-------- THE DATA --------

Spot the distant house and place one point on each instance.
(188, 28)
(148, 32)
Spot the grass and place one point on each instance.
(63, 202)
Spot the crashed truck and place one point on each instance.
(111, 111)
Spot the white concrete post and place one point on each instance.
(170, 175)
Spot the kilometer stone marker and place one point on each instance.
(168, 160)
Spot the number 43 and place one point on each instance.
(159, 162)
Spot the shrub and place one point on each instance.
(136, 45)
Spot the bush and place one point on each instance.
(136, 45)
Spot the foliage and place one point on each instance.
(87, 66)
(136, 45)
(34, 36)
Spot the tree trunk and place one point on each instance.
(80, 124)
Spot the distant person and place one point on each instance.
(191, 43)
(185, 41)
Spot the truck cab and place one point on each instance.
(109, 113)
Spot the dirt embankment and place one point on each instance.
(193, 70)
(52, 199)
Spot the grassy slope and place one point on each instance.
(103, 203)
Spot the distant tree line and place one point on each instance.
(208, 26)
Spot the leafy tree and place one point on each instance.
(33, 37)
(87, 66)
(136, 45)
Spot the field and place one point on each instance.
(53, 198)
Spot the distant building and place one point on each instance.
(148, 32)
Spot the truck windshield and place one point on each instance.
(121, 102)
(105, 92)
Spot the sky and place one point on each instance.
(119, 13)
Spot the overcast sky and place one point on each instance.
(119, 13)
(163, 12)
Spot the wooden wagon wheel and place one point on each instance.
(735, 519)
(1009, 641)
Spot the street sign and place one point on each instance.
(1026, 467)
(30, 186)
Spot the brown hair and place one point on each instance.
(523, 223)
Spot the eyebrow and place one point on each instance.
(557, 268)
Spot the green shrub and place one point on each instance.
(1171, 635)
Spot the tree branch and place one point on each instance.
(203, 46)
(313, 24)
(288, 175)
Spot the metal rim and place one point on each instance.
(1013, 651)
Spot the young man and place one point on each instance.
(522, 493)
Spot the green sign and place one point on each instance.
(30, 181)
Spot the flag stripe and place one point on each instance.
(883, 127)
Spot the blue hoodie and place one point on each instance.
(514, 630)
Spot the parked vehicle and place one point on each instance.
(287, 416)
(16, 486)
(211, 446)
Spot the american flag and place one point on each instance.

--------

AIM OF THE EXERCISE - An exact copy of every record above is required.

YOUR SOLUTION -
Spot the distant house and place one point on each instance.
(188, 28)
(148, 32)
Spot the grass and place one point on each instance.
(63, 202)
Spot the crashed truck and place one point on each instance.
(111, 111)
Spot the white concrete post and place one point on each instance.
(170, 175)
Spot the kilometer stone marker and place one point on each instance.
(168, 160)
Spot the number 43 and place one point on each instance.
(159, 162)
Spot the shrub and place one point on each instance.
(136, 45)
Spot the bush and place one point on each instance.
(136, 45)
Spot the foliage and place one point on each instance.
(87, 66)
(136, 45)
(34, 36)
Spot the tree trunk and place one point on each instance.
(80, 124)
Spot the distant person and place one point on each instance.
(191, 43)
(185, 41)
Spot the truck cab and place one point on each instance.
(109, 113)
Spot the dirt embankment and place one point on each instance.
(193, 70)
(52, 199)
Spot the grassy slope and place one point on each instance.
(103, 203)
Spot the distant tree line and place one point on each instance.
(208, 26)
Spot the leafy tree and place one point on each instance.
(33, 37)
(87, 66)
(136, 45)
Spot the field and place one point on each instance.
(53, 198)
Spot the distant building and place one point on each instance.
(148, 32)
Spot the truck windshield and place one point on each instance.
(121, 102)
(105, 92)
Spot the sky and place one point on each instance.
(119, 13)
Spot the overcast sky and place one point on each instance.
(119, 13)
(163, 12)
Spot the wooden wagon wheel and place one point on each instance.
(735, 519)
(1009, 641)
Spot the street sign and place one point on each instance.
(1026, 467)
(30, 186)
Spot the brown hair and place one point on each instance.
(523, 223)
Spot the eyebrow and place one point on each instance.
(557, 268)
Spot the green shrub and place one point on each instance.
(1171, 635)
Spot the tree branch and place one point on each instance.
(203, 46)
(313, 24)
(288, 175)
Spot the metal rim and place one point on each instance.
(1013, 651)
Spot the young man and place one point on each instance.
(522, 493)
Spot the green sign and place one point on each instance.
(30, 181)
Spot the flag stripe and place one point on each instance.
(883, 127)
Spot the blue hoodie and place one point on each instance.
(514, 630)
Spot the parked vehicle and place one point on each instance.
(287, 416)
(16, 486)
(211, 446)
Spot the american flag and place one point on each instance.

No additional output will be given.